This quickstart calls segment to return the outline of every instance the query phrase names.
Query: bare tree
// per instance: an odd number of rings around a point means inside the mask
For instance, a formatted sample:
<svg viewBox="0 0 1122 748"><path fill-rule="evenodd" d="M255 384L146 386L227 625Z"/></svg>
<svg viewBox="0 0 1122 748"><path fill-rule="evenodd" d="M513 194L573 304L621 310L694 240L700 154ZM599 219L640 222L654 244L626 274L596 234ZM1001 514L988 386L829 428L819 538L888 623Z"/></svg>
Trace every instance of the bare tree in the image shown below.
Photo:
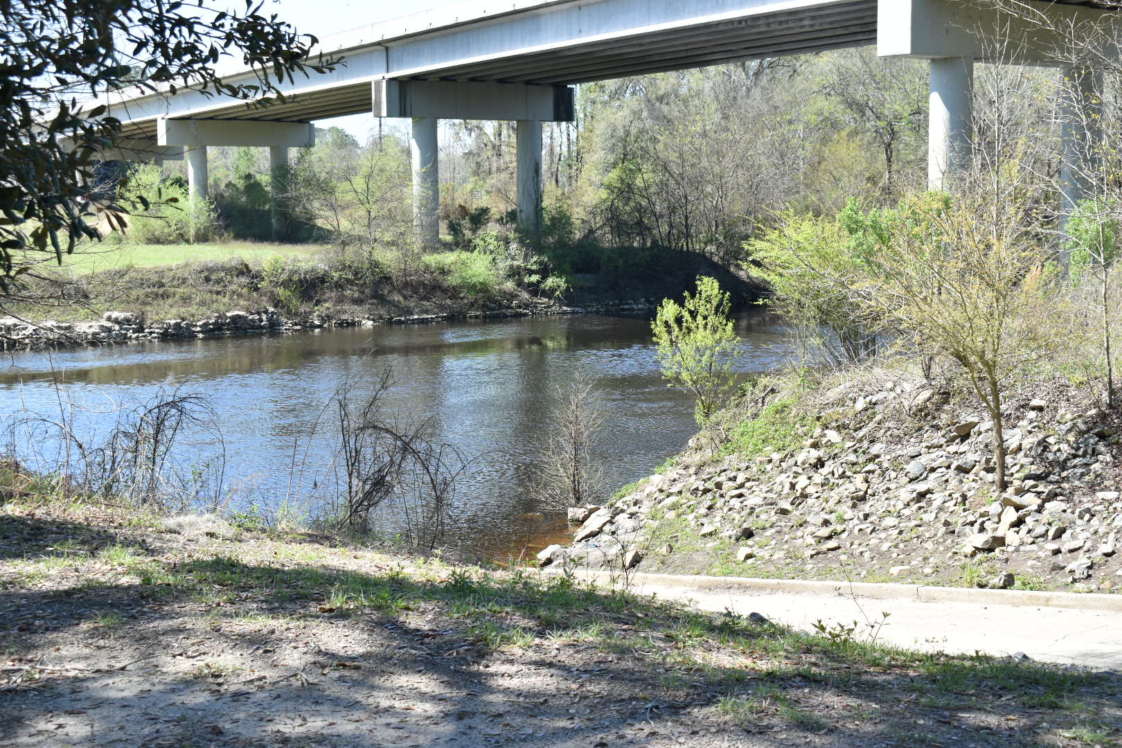
<svg viewBox="0 0 1122 748"><path fill-rule="evenodd" d="M383 371L374 390L355 401L350 382L332 397L339 423L342 468L337 525L369 533L383 510L387 525L411 548L432 551L458 511L457 486L470 461L432 434L430 422L399 425L384 414L392 375Z"/></svg>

**EXERCISE GOAL:**
Pull out the stretch from the start of the listing through the line containing "For instance, a", and reproduce those lines word for word.

**ANSWER TO THIS EXERCISE:**
This quickstart calls segment to return the outline of every instance the query phrase names.
Query: bare tree
// per instance: an odd number of rings around a point means inside the mask
For instance, a formatted sample:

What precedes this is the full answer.